◆ **GIVEN TEXT**
►

When is his contract extension up?


----------



## debarge (Nov 13, 2005)

HayesFan said:


> When is his contract extension up?


Not til the 2008-09 season? That was just crazy to me, after that defeat by DAL in the playoffs? :dead: I really don't know what Les was thinking, to me w/ any coach you wait til the year the deal will be done, then let the guy show you he's a winner of some kind. To me Les rewarded our failure in the playoffs by extending JVG one more year? 3 years w/ good talent is long enough to decide if the dude is right for your franchise.
To me Paul Silas got a raw deal in CLE, one year w/ Lebron and he's gone...
Carlisle put together that DET team, and got them to 50wins, they fired him?
Rudy had one bad year wh/ in essence landed us Yao, they canned him? He deserved better 2 rings, nuff said.

◄

◆ **AVAILABLE DATA**
►

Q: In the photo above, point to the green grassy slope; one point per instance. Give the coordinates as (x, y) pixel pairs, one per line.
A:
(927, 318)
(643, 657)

◄

◆ **TASKS FOR THIS EXERCISE**
(A) List every three-letter team abbreviation used in the forum thread.
(B) Return the stretch of the forum thread that starts at "Not til the" and ends at "for your franchise.".

◆ **IN RESPONSE**
(A) DAL, CLE, DET

(B)
Not til the 2008-09 season? That was just crazy to me, after that defeat by DAL in the playoffs? :dead: I really don't know what Les was thinking, to me w/ any coach you wait til the year the deal will be done, then let the guy show you he's a winner of some kind. To me Les rewarded our failure in the playoffs by extending JVG one more year? 3 years w/ good talent is long enough to decide if the dude is right for your franchise.